### Consignes:
(a) Selon l'extrait historique sur l'année 1800, dans quelle ville Ney arrive-t-il le 22 avril ?
(b) Rédigez la suite de l'extrait historique sur l'année 1800, à partir de sa dernière phrase.

Le 29 janvier 1800 (9 pluviôse an 8), Bonaparte écrit depuis Paris au Général Lefebvre, commandant les 15e et 17e Divisions Militaires, à Paris : " … M. Bourmont, qui commande les chouans dans ce département, a accédé à la pacification. Il n'en est pas moins nécessaire que le général Chambarlhac pousse vivement tous les rassemblements qui existeraient encore, soit dans le département de l'Orne, soit dans la Sarthe ou la Mayenne. Il aura à cet effet de bonnes colonnes commandées par le général Merle et le général Champeaux. Vous ferez partir demain le 2e bataillon de la 43e et le 2e bataillon de la 76e, trois pièces d'artillerie légère et tout le 5e dragons. Cette colonne sera commandée par le chef de brigade de la 43e. Elle se rendra à Verneuil, où elle restera en réserve. Vous en préviendrez le général Chambarlhac, qui n'en disposera qu'en cas d'un besoin imminent. Le commandant de cette colonne vous préviendra, par des courriers extraordinaires, de tout ce qui sera à sa connaissance, soit du côté d'Évreux, soit du côté de Nogent-le-Républicain. S'il se présente des rassemblements de chouans, il les poursuivra. Vous lui ferez connaître que sa principale mission est de rester en observation, et d'être à votre disposition selon les circonstances et les nouvelles ultérieures que je recevrai" (Panchoucke : « Oeuvres de Napoléon Bonaparte », 1821-1822, t. 3, p. 188 ; Oeuvres complètes de Napoléon, Stuttgart et Tubingue, 1822, t.3, p. 457 ; L. Lecestre : « Lettres inédites de Napoléon Ier (an VIII-1815), Paris, 1897, t.1, lettre 8 ; Correspondance générale, t.3, lettre 4912).
Au mois de mars, les troupes destinées à former l'armée du Rhin, au nombre d'environ 110000 hommes, sous le commandement en chef de Moreau, se rassemblent le long de la rive gauche du Rhin, et pour la plupart aux environs de Strasbourg.
Le 14 mars, le Général Ney reçoit l'ordre du Général en chef Moreau de se rendre de suite à Strasbourg auprès du Lieutenant général Gouvion Saint-Cyr, pour y recevoir le commandement d'une Division dans le Corps du centre de l'Armée du Rhin. Cette Division, la première du Corps Gouvion Saint-Cyr, se compose, depuis le 21 mars, d'un Bataillon de la 12e légère, des 54e, 76e et 103e de ligne, à 3 Bataillons, du 8e Chasseurs et du 25e de (grosse) cavalerie, de deux Compagnies d'artillerie légère, d'une Compagnie de Sapeurs et des services d'entretien.
Mi avril, Ney part pour Neuf-Brisach où est réunie la Division qu'il doit commander; il y arrive le 22 avril.

### Liste des données:
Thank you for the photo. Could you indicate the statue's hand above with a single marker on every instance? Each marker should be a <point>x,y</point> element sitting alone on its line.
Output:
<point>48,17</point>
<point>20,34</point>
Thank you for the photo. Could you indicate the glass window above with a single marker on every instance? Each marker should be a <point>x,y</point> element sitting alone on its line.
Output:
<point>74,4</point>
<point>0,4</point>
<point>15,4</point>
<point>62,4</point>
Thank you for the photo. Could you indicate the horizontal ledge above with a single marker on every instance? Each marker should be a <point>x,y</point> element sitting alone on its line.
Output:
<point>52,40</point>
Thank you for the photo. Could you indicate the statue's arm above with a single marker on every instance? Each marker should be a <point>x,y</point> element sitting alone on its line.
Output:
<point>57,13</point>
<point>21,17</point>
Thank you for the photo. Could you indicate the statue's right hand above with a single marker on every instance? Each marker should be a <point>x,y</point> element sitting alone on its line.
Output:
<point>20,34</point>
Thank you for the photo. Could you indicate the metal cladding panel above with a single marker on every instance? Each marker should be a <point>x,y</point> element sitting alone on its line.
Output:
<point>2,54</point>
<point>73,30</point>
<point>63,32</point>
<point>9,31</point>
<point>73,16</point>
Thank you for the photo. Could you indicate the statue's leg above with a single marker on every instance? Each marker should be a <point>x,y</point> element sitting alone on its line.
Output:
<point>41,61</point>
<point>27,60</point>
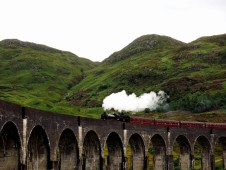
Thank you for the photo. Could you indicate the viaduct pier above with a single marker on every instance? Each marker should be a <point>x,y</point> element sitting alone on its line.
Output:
<point>33,139</point>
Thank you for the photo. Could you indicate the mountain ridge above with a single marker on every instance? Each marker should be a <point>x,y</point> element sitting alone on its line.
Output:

### Réponses:
(a) À Neuf-Brisach.

(b)
L'Armée du Rhin est partagée en quatre groupes : l'aile droite, commandée par Lecourbe; le centre sous Gouvion Saint Cyr; la gauche sous Sainte Suzanne; le corps de réserve aux ordres de Moreau.
La 76e, qui s'est reformée pendant son séjour à Neuf-Brisach, est alors placée à la 3e Division Ney du Corps du centre (Gouvion Saint-Cyr), Brigade Bonet. Cette Brigade se trouve sur la rive gauche du Rhin, à Neuf-Brisach et environs.
Au moment où les opérations commencent, son effectif est de 2144 hommes (2181 selon l'historique de L. Landais; 2281 selon une situation de Nafziger datée du 25 avril 1800) ainsi répartis : 1er Bataillon, 719; 2e Bataillon, 724; et 3e Bataillon, 701. Elle est toujours commandée par le Chef de Brigade Gorée.
Le 25 avril, Moreau franchit le Rhin à Bâle, et Sainte Suzanne à Kehl. De son côté, à 4 heures du matin, la Division Ney franchit le Rhin, marche sur Eichstetten en deux colonnes, refoulant devant elle les détachements de couverture autrichiens pendant que les deux autres Divisons se dirigent sur Fribourg et s'en emparent à la suite d'un combat assez vif contre les troupes de Gyulai (H. Bonnal : "La vie militaire du Maréchal Ney", t.1).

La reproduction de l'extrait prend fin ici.